▶ **EXERCISE GOAL**
Please set down all of the material below word for word, line by line, and leave the pictures out.

▶ **RECORDS FOR THE EXERCISE**
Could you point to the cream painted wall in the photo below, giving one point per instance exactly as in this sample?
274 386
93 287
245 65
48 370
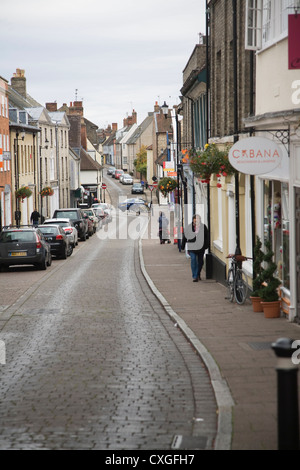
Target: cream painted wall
275 81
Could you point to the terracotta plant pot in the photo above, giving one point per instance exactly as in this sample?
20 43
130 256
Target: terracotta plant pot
256 304
271 309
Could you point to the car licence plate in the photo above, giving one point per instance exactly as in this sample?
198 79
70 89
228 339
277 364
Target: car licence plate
18 253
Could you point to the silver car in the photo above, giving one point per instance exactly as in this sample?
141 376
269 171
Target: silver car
127 179
69 229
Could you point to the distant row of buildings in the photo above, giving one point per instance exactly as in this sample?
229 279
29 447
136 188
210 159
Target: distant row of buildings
58 148
43 147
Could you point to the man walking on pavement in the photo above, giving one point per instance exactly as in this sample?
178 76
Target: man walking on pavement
34 218
196 235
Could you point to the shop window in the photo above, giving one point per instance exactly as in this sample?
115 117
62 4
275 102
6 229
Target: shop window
276 226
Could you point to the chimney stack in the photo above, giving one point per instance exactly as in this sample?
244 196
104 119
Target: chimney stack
18 82
156 107
51 107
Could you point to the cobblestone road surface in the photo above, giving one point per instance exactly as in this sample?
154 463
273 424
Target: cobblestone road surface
94 362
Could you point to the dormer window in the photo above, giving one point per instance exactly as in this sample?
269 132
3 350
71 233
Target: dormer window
267 21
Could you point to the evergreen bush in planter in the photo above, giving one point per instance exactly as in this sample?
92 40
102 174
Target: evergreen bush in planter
269 291
257 279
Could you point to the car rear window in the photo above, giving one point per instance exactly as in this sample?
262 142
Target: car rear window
7 237
67 215
49 230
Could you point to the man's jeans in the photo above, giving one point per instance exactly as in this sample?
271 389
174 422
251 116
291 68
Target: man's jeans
196 263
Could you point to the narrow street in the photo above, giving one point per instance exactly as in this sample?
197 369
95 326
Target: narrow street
94 362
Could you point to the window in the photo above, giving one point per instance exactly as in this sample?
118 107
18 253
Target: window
276 226
267 21
253 24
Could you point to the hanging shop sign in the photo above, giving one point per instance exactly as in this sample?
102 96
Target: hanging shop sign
294 42
255 156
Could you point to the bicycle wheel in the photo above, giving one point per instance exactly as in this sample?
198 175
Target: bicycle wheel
240 286
230 288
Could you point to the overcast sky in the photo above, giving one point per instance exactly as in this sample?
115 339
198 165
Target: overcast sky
119 55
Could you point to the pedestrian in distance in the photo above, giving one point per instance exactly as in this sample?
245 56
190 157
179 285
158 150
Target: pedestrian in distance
34 218
163 228
196 236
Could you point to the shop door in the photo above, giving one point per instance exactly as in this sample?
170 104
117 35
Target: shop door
297 208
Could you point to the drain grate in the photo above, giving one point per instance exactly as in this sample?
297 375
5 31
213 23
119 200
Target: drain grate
189 442
260 346
42 311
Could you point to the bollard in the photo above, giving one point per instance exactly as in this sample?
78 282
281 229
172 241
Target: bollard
287 396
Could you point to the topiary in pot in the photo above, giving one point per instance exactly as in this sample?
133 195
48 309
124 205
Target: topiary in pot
257 276
269 291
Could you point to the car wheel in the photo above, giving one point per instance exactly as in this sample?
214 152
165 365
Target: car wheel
49 260
65 253
43 266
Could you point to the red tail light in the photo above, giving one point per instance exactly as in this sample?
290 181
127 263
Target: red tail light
38 242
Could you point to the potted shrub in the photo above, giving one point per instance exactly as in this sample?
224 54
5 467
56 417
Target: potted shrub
166 185
269 291
23 192
209 161
257 276
47 191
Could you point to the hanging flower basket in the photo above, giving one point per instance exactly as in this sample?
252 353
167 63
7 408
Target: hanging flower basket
209 161
47 191
23 192
167 185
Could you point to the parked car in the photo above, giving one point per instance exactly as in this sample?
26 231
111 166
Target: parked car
111 170
78 219
101 215
118 173
58 240
24 245
69 228
133 204
92 216
127 179
106 208
137 188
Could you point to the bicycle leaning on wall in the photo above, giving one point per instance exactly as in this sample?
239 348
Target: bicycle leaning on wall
237 280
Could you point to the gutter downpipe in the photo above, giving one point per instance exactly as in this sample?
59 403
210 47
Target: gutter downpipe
208 257
236 121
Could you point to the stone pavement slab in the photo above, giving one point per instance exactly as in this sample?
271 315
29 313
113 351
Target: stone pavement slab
235 343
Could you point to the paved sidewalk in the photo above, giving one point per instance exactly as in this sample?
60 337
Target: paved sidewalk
233 341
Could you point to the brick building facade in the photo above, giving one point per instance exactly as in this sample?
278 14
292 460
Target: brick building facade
5 157
224 85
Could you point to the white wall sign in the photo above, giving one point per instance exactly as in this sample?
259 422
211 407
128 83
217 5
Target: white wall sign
255 156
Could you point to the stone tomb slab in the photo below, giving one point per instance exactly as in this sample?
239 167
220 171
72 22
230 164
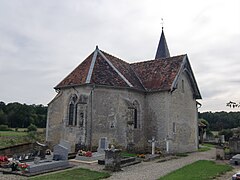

▶ **THE REPLY**
Could you point to the cream painted wall in the photo below, giving one point per instance exactly as in this sample?
274 386
93 287
245 65
48 370
Target: cream painted wall
275 81
Could you point to the terracotta plant pot in the photo above, giving one point per instance exactly as in this sample?
20 43
130 256
Target: terracotta plant pot
256 304
271 309
Could you point to the car licence plate in the photo above, giving one point per instance exactly as in this sample?
198 79
70 89
228 339
277 364
Target: car licence plate
18 253
Could you point to the silver car in the photo above, giving one point per instance exactly as in this sample?
141 376
269 171
Target: silver car
127 179
69 229
Could you point to the distant row of buildings in the photo above, giving one point per instance exactly as in this sample?
229 279
29 447
136 188
210 159
Target: distant row of buildings
58 148
43 147
Could you point to the man walking on pavement in the photo above, giving one point per instance exactly as in this sample?
178 76
Target: man walking on pavement
34 218
196 235
Could you point to the shop window in the photo above, giving one point per instance exactly as in this sample?
115 117
62 4
275 102
6 229
Target: shop window
276 226
Could you point to the chimney stack in the photo above, giving one point per instance exactly as in this sample?
244 196
104 119
Target: chimney stack
18 82
156 107
51 107
Could you point to the cobblestone road surface in the photo above, giving one point per instance exactly as in this sample?
154 463
273 424
Target: cobblestone road surface
94 362
Could you point to the dormer window in the photo above, giving one point per instance exactly as in this sample?
269 132
3 350
71 233
Target: dormer window
267 21
Could you point to the evergreen bush in planter in the photo above, giving one point per instance exactly as in this sample?
92 40
102 174
Target: evergreen bush in planter
269 291
257 279
Could you point to the car rear window in the photo above, giving one point per instance exactly as in this sample?
262 142
Target: car rear window
7 237
67 215
49 230
Could you point to the man's jeans in the photo above, giving one point per instance exactly as in this sample?
271 389
174 422
251 116
291 68
Target: man's jeans
196 263
Could you point to the narrow street in the photo above, giving one point per instance exactly as in this sample?
197 369
95 326
Target: narrow street
94 362
Could you point to the window in the photo above, giving one point per instance exactly as in this sample?
118 107
18 253
Target: window
276 226
267 21
253 24
Could you point to the hanging shop sign in the photo above, giving one point per instance exactly as in this sample?
102 96
Target: hanging shop sign
294 42
255 156
Could you point to the bicycle wheel in the photo above, giving one point per instance exactly as in this sample?
198 175
Target: bicycle wheel
240 286
230 288
Could you point to the overcast sky in the photo above, giving one point per instance exactly as in this sample?
115 339
198 165
Target: overcast sky
119 55
Could you point to the pedestrian in distance in the photo above, giving one point per instance exactly as in this sample?
245 56
190 157
179 285
158 150
Target: pedestrian in distance
34 218
163 228
196 236
Could you point to the shop door in the photo above, giving one point per instance exactly as in this sample?
170 104
117 35
Target: shop door
297 208
Could you point to the drain grate in the photo above, giving one point per instance exactly as in this sample?
297 375
5 31
213 23
119 200
Target: drain grate
189 442
260 346
42 311
Could you point to the bollard in the photo above, giving one point per instance exactly as in this sample?
78 282
281 229
172 241
Target: bollard
287 396
Could you point to the topiary in pot in the photo above, giving one point per instance exactly as in this sample?
133 195
48 309
124 205
Target: topiary in pot
257 276
269 291
Could you point to the car wheel in the photo above, giving one point per instance exactly as in this sample?
214 152
165 365
Target: car wheel
49 260
65 253
43 266
Could you point to the red tail light in the photo above, giving one point per instance exactly as in this sample?
290 181
127 263
Target: red tail light
38 242
Could you point to the potted shrub in the photo above, giving one point per instance exactly as in this sample?
224 54
5 467
56 417
Target: potted shrub
166 185
269 291
23 192
209 161
257 276
47 191
Could you point to the hanging flower basket in the photo above, giving one point per instance exactly as in this sample?
252 353
167 63
7 408
Target: hanging flower basket
209 161
47 191
23 192
167 185
Could you point to the parked car in the photo above, giving one point per instance exactly as in this sample?
26 231
111 166
Target: parked car
111 170
78 219
101 215
118 173
58 240
24 245
69 228
133 204
92 216
127 179
106 208
137 188
Could you point to the bicycle leaning on wall in the photo above, giving one point per instance exactly as in this sample?
239 348
Target: bicycle leaning on wall
237 280
Could you point to the gutter downpipe in the photo above, giving one point per instance exactly as in this sample?
59 403
210 47
Target: gutter downpipe
208 257
236 121
Could you point to the stone pavement slab in the photo above, giving one point per instance exactly as in this sample?
271 315
29 313
113 351
Target: stone pavement slab
235 343
Could you point to the paved sidewalk in the photo above, giving one point per instance exactly as in this sample?
60 337
Target: paved sidewalk
233 341
Could you point to the brick building facade in the photo above, giving one point per instance exactly as in this sample?
278 14
292 460
Target: brick building facade
5 157
224 85
Could you point to the white wall sign in the photo above, giving one point per instance exactly as in this sample?
259 422
211 407
128 83
217 5
Target: white wall sign
255 156
Could you point to the stone tomb slab in the photo below, giving one point per instance exactly as in this sample?
239 167
220 171
72 22
230 164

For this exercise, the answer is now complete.